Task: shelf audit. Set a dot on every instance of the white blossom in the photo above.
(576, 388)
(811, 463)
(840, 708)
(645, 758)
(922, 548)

= Stated exercise =
Could you render every line of the items above as a Markdown table with a "No." column for the row number and a "Line" column for the text, leaving out blank lines?

= Result =
| No. | Line |
|---|---|
| 1 | Task: shelf audit. Set a dot on every instance of the white blossom in the photo above. |
| 2 | (576, 388) |
| 3 | (811, 463) |
| 4 | (840, 708) |
| 5 | (645, 758) |
| 6 | (922, 548) |